RECORDS SUPPLIED
= = = = = = =

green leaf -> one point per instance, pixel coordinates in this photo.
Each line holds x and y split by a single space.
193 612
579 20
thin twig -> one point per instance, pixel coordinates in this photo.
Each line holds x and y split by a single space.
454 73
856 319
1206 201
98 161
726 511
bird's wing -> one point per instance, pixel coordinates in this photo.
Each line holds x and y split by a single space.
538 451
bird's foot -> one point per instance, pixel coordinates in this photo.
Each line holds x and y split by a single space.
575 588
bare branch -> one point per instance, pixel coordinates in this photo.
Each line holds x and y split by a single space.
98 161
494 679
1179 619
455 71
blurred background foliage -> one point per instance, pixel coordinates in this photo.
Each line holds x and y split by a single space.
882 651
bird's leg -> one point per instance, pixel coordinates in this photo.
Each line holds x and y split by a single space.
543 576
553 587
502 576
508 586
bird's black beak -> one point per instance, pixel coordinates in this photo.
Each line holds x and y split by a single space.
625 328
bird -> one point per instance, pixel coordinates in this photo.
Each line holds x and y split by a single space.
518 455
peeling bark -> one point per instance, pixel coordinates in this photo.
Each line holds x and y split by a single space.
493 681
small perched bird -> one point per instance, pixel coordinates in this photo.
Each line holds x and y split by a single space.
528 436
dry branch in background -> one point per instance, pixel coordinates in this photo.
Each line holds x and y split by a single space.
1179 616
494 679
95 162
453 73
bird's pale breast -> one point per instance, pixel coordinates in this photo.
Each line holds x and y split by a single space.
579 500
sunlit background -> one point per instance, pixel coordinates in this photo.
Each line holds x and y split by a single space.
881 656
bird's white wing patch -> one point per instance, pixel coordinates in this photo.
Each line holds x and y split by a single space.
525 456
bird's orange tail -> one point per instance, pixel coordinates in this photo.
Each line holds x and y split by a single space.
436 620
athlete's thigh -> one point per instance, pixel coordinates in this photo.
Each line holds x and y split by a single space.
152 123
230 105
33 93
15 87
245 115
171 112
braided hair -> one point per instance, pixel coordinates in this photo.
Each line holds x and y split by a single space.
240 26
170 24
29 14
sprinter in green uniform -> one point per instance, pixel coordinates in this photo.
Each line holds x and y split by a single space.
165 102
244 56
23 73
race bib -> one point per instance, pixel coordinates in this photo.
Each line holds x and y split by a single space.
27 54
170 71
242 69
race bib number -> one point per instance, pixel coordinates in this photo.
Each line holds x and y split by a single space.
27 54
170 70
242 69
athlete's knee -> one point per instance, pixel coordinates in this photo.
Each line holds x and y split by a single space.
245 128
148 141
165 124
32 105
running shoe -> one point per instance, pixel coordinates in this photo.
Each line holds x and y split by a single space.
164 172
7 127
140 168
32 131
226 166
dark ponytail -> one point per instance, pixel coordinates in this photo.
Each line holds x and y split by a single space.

= = = = = = =

WHAT IS NEEDED
Copy each line of the data above without altering a single character.

SOLUTION BELOW
green leaf -> one point per instance, pixel coordinates in this photo.
Each line holds x and y split by a single space.
193 612
579 20
thin twig -> one point per instance, pixel coordinates in this photo.
Each line holds x and y split by a single space.
454 73
856 319
1206 201
98 161
726 511
bird's wing -> one point per instance, pixel coordinates in this photo.
Each line holds x and y split by a single space.
538 451
bird's foot -> one point per instance, pixel coordinates in this photo.
Each line holds x and y split by a single space.
575 588
bare branch -> one point per instance, pixel coordinates in this photo.
Each line holds x and y split by a single space.
98 161
494 679
1179 619
455 71
blurred background foliage -> one point per instance, pixel coordinates in this photo.
Each line holds x and y split by a single space.
882 651
bird's leg -> one point per instance, pixel coordinates in this photo.
Each line holds x and y split by a single space.
543 576
553 587
502 576
508 586
bird's black beak -> one point per instance, pixel coordinates in this photo.
Each line holds x and y split by a single space.
625 328
bird -> one point per instance, pixel coordinates in this photo.
Each line holds x and y split by a single space.
518 455
peeling bark -> one point per instance, pixel coordinates in this photo.
Each line holds x and y split by a single space.
493 681
small perched bird -> one point per instance, pixel coordinates in this photo.
Each line holds x and y split by a single space.
528 436
dry branch in background -> one point per instance, pixel coordinates in this photo.
Each line holds x and y split by a single space.
1179 616
494 679
95 162
453 73
bird's pale breast -> one point per instance, pixel coordinates in this photo.
Each line holds x and y split by a single space.
579 500
sunlit background -> one point per instance, pixel coordinates in this photo.
Each line holds x and y split by a single space.
881 656
bird's white wing patch -> one point per instance, pixel coordinates in this photo.
Each line holds x and y split by a single space.
525 456
bird's orange tail -> one point per instance, pixel coordinates in this photo.
Each line holds x and y split by a single space.
436 620
athlete's thigh -> one point per instance, pixel coordinates in this photo.
Each line holds x and y split by a single space.
152 123
230 105
33 93
15 87
245 115
171 112
braided hair -> one point per instance, pixel coordinates in this photo.
Each line holds x and y split by a single space.
240 26
170 24
29 14
sprinter in green uniform -> one point per instance, pixel coordinates in this photo.
Each line holds x and y split by a single space.
165 102
244 56
23 73
race bib -> one point per instance, pixel coordinates in this photo.
Each line holds x and y split by a single space.
27 54
170 71
242 69
race bib number -> one point per instance, pixel coordinates in this photo.
Each line holds x and y split by a single space.
27 54
170 70
242 69
athlete's knee -> one point per instance, pixel coordinates in this photo.
Each line holds x and y split by a single space.
245 128
148 141
165 124
32 105
running shoe -> one point per instance, pixel coordinates in this photo.
Each line holds x and y split by a single space.
164 172
7 127
140 168
32 131
226 166
dark ponytail -> one point per instance, pixel coordinates in this photo.
Each line holds x and y split by a single space.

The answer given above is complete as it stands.